ACTIVITY:
Every line holding the string "highway" should be copied from the listing.

THE RECORDS:

Start of Block

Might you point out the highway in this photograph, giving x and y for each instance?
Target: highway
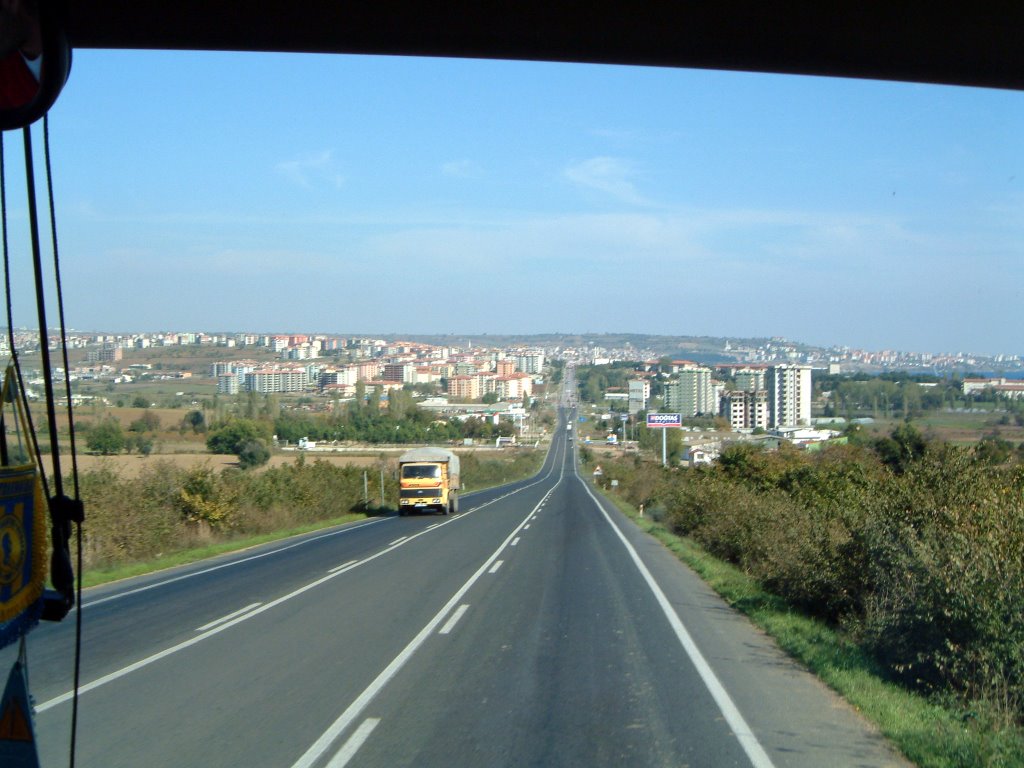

End of Block
Start of Block

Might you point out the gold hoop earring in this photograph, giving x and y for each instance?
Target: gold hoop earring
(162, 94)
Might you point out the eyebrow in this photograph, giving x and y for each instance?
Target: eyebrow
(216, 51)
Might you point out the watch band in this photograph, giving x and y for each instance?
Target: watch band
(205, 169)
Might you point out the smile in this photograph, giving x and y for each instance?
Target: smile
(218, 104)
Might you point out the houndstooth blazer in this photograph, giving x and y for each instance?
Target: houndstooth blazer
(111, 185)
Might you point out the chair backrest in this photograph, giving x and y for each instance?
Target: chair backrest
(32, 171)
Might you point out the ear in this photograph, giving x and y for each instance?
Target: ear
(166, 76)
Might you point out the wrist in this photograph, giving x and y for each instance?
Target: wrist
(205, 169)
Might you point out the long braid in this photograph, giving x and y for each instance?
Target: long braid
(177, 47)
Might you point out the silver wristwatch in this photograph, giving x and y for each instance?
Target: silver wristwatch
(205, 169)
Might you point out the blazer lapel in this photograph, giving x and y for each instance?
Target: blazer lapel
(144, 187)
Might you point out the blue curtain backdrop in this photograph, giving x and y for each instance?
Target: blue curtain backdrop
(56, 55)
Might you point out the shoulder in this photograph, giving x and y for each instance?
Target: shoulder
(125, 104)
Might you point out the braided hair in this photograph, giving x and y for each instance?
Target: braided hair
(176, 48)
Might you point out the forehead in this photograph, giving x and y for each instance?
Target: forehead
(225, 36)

End of Block
Start of Block

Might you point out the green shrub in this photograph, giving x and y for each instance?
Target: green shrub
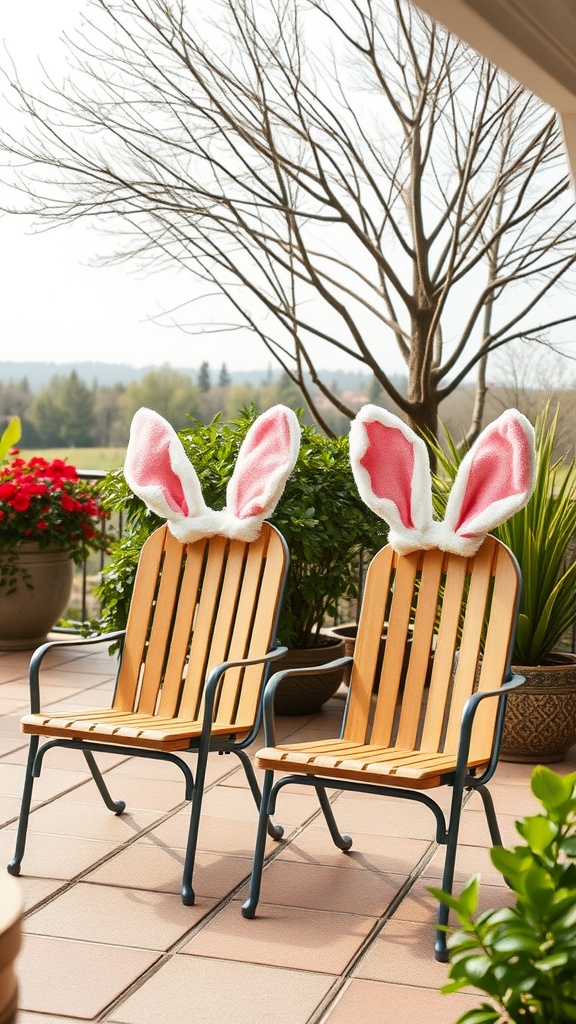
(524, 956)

End of Block

TASK SOLUTION:
Might you point out the highway in this photograph, giving x and y for each instance?
Target: highway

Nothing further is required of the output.